#### What you will do:
Stop after the line that contains "Mark the dog"; until then, restate each line of the entries word for word from the very first.

#### Data shown:
........

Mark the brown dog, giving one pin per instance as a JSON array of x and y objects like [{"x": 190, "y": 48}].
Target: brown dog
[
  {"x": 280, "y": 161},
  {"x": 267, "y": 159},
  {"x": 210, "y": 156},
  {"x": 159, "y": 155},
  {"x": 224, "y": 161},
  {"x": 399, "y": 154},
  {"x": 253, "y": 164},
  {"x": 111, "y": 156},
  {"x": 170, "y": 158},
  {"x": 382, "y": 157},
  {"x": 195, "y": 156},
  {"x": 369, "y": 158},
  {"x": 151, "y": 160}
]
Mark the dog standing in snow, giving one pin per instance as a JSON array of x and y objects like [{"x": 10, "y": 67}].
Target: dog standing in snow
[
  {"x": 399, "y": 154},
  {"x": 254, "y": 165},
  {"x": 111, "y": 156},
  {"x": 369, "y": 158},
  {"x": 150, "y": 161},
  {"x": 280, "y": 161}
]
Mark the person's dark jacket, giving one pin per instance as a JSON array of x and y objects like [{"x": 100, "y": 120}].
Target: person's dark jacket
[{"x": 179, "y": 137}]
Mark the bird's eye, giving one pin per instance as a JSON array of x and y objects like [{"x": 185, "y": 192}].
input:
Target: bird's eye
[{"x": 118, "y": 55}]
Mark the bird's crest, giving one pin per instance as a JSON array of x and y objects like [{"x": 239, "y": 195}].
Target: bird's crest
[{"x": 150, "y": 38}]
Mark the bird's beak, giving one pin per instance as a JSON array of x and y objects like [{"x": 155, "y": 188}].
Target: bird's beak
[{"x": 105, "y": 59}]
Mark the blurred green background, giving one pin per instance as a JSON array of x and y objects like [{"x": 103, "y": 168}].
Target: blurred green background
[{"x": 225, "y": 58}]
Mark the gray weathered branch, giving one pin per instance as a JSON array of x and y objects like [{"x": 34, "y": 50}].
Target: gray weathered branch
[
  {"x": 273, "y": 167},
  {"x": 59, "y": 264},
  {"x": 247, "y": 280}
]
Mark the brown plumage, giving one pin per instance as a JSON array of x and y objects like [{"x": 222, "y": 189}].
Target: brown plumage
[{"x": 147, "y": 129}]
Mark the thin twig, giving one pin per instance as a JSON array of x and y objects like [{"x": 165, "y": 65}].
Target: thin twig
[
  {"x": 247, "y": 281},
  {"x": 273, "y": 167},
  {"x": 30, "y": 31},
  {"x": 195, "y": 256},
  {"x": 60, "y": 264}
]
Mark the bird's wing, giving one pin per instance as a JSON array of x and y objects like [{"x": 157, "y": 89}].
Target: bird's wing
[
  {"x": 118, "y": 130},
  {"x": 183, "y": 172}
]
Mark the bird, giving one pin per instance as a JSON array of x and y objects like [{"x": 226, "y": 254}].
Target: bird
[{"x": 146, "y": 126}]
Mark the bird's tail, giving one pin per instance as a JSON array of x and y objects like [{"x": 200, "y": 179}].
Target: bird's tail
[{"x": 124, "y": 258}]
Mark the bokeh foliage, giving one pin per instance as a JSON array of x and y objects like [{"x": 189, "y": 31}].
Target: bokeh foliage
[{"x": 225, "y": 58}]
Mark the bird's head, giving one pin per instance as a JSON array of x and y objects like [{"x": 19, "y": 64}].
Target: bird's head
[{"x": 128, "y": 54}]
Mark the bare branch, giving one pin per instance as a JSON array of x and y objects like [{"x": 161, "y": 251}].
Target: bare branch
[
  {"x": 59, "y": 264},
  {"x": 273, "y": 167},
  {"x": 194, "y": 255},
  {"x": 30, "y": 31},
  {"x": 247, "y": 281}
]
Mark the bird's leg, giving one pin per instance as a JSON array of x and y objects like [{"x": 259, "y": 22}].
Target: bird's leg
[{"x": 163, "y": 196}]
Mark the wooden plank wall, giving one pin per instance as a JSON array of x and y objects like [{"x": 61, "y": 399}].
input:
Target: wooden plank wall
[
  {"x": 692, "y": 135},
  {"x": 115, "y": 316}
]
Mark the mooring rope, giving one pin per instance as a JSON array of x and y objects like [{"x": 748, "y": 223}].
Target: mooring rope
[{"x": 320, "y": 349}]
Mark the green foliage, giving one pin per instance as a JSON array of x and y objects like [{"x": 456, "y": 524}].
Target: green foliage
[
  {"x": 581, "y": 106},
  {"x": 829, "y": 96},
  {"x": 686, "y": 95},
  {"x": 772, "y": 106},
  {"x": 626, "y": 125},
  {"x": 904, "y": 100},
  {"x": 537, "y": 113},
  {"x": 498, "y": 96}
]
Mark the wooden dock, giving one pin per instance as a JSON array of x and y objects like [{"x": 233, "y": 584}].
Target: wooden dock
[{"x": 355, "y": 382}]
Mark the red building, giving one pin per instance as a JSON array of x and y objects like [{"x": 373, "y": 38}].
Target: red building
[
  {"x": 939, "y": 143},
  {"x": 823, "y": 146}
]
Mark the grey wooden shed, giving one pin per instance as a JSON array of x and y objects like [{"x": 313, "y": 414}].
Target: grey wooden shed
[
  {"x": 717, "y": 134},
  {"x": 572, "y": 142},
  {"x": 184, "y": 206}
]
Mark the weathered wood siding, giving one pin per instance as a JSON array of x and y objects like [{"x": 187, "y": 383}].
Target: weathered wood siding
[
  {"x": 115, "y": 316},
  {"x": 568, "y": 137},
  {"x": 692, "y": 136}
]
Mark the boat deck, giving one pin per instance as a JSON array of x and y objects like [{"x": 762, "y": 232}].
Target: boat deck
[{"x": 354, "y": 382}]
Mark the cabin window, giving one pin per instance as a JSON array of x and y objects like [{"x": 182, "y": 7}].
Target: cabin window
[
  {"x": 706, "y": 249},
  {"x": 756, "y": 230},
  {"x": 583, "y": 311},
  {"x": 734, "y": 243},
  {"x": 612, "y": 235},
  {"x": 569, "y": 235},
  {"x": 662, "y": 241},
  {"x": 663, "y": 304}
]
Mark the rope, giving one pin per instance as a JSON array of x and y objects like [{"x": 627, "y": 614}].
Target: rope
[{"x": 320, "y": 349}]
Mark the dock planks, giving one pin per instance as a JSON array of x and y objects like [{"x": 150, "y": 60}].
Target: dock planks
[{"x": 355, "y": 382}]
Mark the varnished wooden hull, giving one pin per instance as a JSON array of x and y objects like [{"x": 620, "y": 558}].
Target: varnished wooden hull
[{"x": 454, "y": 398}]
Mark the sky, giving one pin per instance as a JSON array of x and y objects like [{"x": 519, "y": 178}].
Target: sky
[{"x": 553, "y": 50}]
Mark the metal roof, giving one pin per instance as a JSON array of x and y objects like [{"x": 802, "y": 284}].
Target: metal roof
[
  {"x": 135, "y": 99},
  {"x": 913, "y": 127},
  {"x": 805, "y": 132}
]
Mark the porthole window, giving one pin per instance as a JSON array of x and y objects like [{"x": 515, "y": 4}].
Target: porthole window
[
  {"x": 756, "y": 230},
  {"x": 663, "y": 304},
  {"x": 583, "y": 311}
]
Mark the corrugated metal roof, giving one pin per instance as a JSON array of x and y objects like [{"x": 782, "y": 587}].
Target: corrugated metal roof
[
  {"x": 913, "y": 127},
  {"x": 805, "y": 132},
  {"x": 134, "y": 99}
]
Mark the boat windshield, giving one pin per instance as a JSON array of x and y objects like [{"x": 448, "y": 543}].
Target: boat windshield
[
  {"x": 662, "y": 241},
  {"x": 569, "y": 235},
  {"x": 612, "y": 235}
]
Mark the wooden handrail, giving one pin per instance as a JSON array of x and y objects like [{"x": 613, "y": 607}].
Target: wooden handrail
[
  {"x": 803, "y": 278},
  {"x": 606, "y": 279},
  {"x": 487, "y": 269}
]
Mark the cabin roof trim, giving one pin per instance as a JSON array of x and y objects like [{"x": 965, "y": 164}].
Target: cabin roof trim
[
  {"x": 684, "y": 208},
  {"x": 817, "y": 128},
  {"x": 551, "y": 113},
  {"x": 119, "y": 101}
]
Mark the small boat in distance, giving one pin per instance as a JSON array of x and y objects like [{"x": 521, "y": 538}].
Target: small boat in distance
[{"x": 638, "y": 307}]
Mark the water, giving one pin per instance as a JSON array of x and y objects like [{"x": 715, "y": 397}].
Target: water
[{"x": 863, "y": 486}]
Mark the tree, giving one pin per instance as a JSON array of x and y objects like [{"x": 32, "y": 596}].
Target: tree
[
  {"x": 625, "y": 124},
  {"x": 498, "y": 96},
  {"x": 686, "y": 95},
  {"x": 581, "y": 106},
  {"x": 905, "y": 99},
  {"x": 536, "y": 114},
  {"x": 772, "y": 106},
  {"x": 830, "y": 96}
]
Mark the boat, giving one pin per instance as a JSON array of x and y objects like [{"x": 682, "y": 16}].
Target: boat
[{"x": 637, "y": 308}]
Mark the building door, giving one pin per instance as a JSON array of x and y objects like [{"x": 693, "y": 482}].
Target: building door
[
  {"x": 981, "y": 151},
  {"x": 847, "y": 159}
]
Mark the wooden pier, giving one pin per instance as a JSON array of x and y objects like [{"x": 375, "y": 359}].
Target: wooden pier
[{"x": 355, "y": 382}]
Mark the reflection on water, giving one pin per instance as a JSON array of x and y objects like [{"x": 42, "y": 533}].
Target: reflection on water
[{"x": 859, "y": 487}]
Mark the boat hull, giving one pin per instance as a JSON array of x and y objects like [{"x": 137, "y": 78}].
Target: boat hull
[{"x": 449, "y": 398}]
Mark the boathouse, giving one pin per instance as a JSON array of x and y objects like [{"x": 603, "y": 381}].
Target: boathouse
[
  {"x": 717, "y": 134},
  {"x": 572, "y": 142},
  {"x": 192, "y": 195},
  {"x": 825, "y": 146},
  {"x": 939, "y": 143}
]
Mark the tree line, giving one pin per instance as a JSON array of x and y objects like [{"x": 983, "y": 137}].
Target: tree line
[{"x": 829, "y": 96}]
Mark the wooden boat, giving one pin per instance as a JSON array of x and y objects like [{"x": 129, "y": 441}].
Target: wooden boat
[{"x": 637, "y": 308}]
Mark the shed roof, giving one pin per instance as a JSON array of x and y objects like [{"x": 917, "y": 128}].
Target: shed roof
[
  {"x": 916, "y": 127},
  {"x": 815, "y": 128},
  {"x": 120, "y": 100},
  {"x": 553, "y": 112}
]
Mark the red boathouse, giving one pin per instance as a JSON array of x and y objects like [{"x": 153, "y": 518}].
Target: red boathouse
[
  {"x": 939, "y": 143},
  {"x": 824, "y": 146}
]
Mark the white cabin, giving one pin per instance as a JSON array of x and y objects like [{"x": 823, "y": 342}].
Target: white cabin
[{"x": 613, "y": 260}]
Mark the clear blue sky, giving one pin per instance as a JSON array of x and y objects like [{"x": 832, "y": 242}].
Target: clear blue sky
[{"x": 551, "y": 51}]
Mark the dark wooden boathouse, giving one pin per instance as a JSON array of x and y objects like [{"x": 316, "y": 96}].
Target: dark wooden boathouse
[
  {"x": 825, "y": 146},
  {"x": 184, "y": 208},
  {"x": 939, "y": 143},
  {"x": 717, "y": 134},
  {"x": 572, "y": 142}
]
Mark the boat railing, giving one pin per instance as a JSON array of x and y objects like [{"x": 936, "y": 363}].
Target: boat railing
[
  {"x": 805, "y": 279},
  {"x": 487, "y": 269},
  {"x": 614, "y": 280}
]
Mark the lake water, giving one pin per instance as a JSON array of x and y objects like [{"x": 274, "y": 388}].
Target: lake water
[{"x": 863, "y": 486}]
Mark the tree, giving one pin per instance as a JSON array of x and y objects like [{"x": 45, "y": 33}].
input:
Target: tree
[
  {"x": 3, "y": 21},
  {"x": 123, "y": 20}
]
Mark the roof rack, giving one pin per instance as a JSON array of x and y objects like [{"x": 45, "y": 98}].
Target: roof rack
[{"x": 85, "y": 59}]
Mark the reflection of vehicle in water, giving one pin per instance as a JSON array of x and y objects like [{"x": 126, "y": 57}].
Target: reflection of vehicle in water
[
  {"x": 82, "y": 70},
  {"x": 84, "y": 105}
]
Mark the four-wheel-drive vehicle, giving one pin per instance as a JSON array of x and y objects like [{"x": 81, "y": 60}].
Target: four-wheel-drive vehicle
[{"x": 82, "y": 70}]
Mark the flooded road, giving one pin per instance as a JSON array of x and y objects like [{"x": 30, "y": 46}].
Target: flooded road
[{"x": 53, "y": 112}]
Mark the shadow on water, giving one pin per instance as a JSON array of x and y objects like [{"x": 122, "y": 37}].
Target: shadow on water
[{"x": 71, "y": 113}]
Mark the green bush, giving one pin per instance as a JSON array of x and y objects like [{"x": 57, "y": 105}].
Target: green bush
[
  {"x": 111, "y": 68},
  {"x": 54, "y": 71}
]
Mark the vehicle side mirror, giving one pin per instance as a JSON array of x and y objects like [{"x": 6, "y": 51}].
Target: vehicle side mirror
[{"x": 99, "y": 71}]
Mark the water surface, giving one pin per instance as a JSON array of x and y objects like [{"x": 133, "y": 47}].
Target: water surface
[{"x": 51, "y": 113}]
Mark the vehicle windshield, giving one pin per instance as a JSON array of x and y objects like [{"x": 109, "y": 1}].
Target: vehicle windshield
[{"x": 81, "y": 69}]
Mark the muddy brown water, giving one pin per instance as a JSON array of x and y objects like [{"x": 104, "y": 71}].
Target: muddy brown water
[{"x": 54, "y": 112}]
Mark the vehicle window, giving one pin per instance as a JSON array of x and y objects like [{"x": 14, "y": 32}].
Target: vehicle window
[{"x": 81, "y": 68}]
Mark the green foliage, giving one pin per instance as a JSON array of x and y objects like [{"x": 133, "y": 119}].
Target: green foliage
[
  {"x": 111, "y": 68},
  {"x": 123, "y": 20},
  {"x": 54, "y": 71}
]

........

#### Task result:
Mark the brown dog, giving one pin per instance as a JSON array of x and y objects like [{"x": 190, "y": 48}].
Target: brown dog
[
  {"x": 280, "y": 161},
  {"x": 267, "y": 159},
  {"x": 210, "y": 156},
  {"x": 159, "y": 155},
  {"x": 224, "y": 161},
  {"x": 399, "y": 154},
  {"x": 253, "y": 164},
  {"x": 111, "y": 156},
  {"x": 170, "y": 158},
  {"x": 382, "y": 157},
  {"x": 195, "y": 156},
  {"x": 369, "y": 158},
  {"x": 151, "y": 160}
]
Mark the dog standing in snow, giving one pin per instance as a JSON array of x and y objects like [{"x": 10, "y": 67}].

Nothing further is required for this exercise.